- _Data provided_
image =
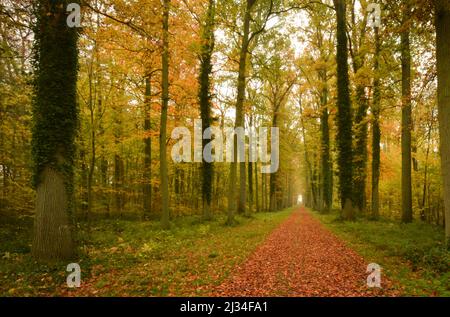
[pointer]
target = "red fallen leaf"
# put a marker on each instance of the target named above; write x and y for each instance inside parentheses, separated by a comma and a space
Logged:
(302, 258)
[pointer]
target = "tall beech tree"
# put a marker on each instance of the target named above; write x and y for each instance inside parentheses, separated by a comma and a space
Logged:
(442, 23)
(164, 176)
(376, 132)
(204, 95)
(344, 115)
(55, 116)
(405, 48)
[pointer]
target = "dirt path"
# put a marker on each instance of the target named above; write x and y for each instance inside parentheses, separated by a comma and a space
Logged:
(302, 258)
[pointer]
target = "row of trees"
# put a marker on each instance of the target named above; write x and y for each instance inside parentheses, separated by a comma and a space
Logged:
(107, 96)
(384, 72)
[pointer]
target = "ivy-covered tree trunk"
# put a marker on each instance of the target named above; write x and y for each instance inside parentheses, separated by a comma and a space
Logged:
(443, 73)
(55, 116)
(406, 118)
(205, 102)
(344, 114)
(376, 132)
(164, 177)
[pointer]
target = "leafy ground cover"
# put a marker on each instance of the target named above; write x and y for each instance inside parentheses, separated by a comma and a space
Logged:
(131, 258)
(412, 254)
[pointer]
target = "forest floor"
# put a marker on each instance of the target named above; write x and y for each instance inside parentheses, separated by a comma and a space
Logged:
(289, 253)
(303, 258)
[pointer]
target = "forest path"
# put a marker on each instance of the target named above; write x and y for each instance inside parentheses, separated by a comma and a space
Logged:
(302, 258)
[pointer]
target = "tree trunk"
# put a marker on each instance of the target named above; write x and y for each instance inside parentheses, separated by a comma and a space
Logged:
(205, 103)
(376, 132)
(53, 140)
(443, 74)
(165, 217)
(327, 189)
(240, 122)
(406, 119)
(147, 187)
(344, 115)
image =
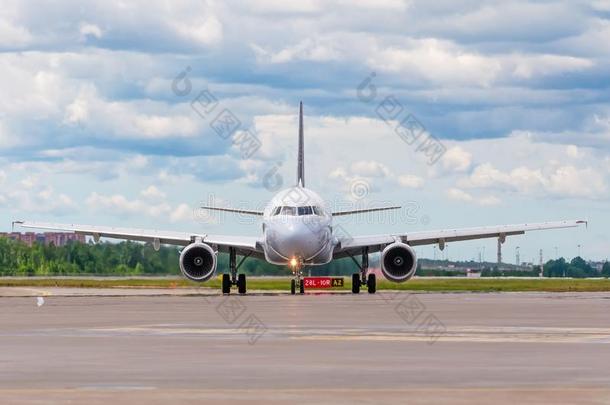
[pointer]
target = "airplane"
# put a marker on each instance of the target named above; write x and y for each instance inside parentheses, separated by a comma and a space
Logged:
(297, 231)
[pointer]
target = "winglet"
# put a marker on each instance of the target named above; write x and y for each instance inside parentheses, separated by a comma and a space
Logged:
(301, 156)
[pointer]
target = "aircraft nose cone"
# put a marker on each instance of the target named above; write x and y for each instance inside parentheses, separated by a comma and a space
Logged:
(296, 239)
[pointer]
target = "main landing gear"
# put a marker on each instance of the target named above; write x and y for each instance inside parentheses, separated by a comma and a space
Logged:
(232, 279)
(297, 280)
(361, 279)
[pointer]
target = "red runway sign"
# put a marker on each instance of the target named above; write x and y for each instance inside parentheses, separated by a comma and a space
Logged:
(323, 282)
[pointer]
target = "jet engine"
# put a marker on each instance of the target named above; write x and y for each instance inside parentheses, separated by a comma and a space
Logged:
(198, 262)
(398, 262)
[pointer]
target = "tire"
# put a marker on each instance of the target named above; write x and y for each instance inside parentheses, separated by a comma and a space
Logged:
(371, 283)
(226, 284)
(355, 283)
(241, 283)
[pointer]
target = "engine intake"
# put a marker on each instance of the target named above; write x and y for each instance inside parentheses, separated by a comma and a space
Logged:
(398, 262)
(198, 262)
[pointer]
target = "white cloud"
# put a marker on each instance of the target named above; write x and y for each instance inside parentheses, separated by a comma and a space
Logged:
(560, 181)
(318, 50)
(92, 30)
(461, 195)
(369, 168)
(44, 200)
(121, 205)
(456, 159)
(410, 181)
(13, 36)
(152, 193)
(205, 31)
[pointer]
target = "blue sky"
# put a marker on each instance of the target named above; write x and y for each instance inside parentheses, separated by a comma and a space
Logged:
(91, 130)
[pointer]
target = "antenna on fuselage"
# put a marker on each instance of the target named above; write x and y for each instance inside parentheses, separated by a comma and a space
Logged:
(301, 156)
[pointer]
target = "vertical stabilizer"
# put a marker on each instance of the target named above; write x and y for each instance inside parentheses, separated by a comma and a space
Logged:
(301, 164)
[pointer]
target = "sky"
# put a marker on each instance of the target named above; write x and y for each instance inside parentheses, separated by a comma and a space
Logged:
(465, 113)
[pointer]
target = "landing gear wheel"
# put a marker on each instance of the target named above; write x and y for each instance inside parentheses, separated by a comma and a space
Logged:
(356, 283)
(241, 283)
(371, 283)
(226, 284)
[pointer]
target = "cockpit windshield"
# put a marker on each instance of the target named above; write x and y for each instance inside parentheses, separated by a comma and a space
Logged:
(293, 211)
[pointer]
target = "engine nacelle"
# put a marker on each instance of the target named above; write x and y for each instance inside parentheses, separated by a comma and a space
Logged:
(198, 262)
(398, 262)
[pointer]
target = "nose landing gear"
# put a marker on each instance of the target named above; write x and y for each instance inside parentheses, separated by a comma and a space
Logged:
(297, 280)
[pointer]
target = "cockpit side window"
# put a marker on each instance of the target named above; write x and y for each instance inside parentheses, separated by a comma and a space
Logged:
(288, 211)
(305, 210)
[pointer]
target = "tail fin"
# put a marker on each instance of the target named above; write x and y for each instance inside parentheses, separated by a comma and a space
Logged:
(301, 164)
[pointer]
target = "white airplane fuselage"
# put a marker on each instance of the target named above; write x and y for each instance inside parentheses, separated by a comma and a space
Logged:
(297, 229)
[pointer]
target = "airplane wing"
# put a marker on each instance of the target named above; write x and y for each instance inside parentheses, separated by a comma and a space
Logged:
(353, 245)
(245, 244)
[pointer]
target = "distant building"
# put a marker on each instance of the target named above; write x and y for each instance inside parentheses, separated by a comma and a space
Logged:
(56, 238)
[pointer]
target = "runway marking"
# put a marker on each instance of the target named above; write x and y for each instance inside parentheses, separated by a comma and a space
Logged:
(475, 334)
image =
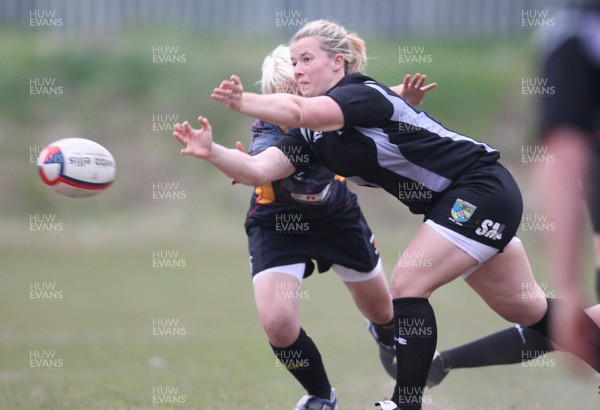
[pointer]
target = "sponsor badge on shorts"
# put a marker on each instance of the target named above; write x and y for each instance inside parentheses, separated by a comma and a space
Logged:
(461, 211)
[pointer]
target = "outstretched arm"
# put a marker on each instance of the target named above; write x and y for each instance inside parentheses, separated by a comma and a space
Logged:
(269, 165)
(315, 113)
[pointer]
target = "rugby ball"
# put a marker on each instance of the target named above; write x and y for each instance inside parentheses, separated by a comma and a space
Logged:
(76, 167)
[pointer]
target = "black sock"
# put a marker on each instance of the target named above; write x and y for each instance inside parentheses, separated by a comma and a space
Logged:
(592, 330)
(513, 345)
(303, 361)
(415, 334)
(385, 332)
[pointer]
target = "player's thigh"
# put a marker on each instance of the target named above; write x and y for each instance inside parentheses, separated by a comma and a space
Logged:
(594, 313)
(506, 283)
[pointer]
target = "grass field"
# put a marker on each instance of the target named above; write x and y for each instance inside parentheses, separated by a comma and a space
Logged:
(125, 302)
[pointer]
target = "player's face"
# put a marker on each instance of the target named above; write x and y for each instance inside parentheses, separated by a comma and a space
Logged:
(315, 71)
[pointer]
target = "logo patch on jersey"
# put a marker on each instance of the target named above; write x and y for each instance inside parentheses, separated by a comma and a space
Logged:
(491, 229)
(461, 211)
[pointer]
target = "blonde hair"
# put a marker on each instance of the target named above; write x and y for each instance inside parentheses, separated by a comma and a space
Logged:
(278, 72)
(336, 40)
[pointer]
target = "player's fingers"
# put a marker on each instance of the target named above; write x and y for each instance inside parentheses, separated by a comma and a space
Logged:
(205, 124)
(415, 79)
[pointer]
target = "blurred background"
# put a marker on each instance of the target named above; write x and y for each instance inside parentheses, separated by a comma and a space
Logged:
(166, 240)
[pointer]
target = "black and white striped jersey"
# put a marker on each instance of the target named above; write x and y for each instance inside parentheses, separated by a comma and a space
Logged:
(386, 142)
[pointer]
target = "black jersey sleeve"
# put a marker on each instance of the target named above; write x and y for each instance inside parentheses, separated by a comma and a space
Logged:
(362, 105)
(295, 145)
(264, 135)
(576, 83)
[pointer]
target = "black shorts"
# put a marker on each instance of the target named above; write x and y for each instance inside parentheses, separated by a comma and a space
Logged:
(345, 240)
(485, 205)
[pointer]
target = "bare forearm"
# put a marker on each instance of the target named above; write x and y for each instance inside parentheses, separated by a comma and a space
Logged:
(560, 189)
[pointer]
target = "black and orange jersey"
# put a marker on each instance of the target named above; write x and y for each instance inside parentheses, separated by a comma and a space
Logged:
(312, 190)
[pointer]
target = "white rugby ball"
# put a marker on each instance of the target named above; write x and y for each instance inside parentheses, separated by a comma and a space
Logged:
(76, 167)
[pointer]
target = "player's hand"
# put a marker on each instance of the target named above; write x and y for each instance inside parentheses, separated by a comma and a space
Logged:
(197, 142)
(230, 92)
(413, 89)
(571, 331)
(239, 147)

- _Problem to solve_
Your response should be the lines of the entries above that include the string "shorts".

- _Completed exercise_
target = "sponsor badge on shorts"
target = "black shorts"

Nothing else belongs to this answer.